Study text >>
[Start of section]
The Winnipegosis komatiite belt is a 150 km long and 30 km wide greenstone belt located in the Lake Winnipegosis area of central Manitoba, Canada. It has no surface exposure and was identified based on geophysical signatures and drilling during mineral exploration by Cominco during the 1990s. The belt has an age of 1870 ± 7 million years and is predominantly composed of basaltic and komatiitic volcanic rocks with minor intrusive and sedimentary rocks. The belt is considered part of the larger Circum-Superior Belt and was likely generated by a mantle plume. The Winnipegosis Komatiite Belt is notable as one of the few examples of komatiite formed during the Proterozoic.

== Geological setting ==
The Winnipegosis Komatiite Belt is in the Superior Boundary Zone, in Manitoba, Canada, adjacent to the Thompson Nickel Belt. The Superior Boundary Zone lies along the northwestern margin of the Archaean Superior Craton, and forms the eastern foreland of the ~1.8-billion-year-old Trans-Hudson Orogen. The Trans-Hudson Orogen was a continental collision that formed following the closure of the ancient Manikewan Ocean. It resulted in the juxtaposition of the Superior Craton with the amalgamated Rae and Hearne Cratons, and a number of continental fragments, including the Sask Craton. Closure of the Manikewan Ocean is believed to have begun by 1915 million years ago, though the first evidence of this ocean closure along the western Superior margin is the initiation of magmatism in the 1890-million-year-old Snow Lake Arc, interpreted as a subduction zone that formed outboard (towards the ocean) from the Superior Boundary Zone. Mafic to ultramafic magmatism in the Winnipegosis Komatiite Belt is contemporaneous with ongoing magmatism in the Snow Lake Arc, which implies the Winnipegosis Komatiite Belt formed along a convergent plate boundary. The Winnipegosis Komatiite Belt forms part of the ~3000 km Circum-Superior Belt, considered a mantle-plume-derived large igneous province.
[End of section]
Material provided >>
[Start of section]
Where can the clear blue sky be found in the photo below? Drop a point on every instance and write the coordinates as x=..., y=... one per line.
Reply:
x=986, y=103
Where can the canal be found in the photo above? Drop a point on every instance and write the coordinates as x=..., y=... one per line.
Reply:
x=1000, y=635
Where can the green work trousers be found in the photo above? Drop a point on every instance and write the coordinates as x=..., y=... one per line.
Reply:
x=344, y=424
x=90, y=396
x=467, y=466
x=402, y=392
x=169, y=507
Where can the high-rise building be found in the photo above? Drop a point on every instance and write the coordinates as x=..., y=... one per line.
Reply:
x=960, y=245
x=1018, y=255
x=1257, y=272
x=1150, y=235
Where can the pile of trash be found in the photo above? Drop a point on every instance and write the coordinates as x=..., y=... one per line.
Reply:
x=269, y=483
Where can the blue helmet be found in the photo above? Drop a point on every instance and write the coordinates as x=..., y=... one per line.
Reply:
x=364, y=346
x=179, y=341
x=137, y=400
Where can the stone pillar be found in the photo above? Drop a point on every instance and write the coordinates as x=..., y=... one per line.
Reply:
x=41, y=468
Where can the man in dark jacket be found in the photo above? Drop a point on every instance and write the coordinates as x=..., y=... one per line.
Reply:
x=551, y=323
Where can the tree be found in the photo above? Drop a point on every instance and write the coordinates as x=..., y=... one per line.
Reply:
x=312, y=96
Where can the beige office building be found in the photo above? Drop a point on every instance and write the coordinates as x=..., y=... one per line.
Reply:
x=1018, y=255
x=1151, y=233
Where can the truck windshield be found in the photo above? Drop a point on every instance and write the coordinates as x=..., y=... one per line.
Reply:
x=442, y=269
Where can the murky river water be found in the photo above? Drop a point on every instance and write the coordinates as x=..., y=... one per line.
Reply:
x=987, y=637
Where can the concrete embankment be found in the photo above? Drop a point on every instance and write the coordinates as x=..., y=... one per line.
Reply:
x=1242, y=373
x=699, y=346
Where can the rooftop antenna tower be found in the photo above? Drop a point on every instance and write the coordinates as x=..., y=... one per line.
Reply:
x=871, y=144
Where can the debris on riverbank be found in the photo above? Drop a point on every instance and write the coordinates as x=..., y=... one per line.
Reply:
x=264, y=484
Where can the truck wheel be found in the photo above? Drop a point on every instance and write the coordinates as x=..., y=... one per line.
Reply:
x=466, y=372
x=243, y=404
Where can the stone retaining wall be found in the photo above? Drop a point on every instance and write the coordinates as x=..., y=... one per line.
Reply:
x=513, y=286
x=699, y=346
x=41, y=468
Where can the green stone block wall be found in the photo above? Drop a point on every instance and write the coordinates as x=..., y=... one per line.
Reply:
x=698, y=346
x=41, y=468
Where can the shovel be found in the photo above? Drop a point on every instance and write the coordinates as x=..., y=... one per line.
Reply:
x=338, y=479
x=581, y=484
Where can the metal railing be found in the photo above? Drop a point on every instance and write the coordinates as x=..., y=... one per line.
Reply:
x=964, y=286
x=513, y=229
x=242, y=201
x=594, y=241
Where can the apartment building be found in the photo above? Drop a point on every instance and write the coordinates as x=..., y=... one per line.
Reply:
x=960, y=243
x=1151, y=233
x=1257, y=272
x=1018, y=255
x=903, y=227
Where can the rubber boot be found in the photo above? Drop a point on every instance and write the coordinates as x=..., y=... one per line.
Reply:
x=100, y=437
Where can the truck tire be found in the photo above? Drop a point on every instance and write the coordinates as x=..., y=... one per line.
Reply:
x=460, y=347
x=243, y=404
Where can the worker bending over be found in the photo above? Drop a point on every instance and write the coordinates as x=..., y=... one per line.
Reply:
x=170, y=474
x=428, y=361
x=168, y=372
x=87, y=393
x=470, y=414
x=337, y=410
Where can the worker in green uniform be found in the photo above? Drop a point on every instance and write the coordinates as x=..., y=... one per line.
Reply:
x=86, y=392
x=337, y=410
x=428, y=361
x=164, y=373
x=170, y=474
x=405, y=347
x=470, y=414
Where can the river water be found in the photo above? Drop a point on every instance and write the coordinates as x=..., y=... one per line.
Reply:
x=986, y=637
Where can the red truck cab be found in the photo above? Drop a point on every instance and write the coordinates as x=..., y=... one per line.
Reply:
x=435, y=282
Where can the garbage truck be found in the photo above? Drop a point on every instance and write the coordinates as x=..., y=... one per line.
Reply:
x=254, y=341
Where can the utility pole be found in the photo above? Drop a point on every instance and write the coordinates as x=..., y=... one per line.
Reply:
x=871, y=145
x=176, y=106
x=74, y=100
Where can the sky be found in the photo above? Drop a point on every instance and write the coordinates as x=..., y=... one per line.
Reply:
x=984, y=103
[End of section]
Complete the following >>
a) Answer these questions from the Winnipegosis Komatiite Belt text:
(i) Which company identified the belt during mineral exploration?
(ii) How old is the Snow Lake Arc?
(iii) How long is the Circum-Superior Belt?
b) Summarize the Winnipegosis Komatiite Belt text in two sentences.
c) Extend the Winnipegosis Komatiite Belt text beyond its final sentence.
The material bears no relation to the text on the Winnipegosis Komatiite Belt.

Activity answers >>
a)
(i) Cominco
(ii) 1890 million years old
(iii) About 3000 km

b) The Winnipegosis Komatiite Belt is a buried greenstone belt in central Manitoba, about 1870 million years old, and consists mainly of basaltic and komatiitic volcanic rocks. It lies in the Superior Boundary Zone next to the Thompson Nickel Belt, formed along a convergent plate boundary at the same time as magmatism in the Snow Lake Arc, and belongs to the Circum-Superior Belt, which is considered a large igneous province derived from a mantle plume.

c)
The Winnipegosis Komatiite Belt itself predominantly consists of tholeiitic basalt and komatiite, intercalated with lesser amounts of shale and dolomitic sediments, and intruded by mafic and ultramafic cumulates. These overlie a thin interval of conglomerate and sandstone, which lies unconformably on Superior Craton tonalites dated to 2792 million years old. The entire belt underwent sub–greenschist to greenschist facies metamorphism, during the Trans-Hudson Orogeny.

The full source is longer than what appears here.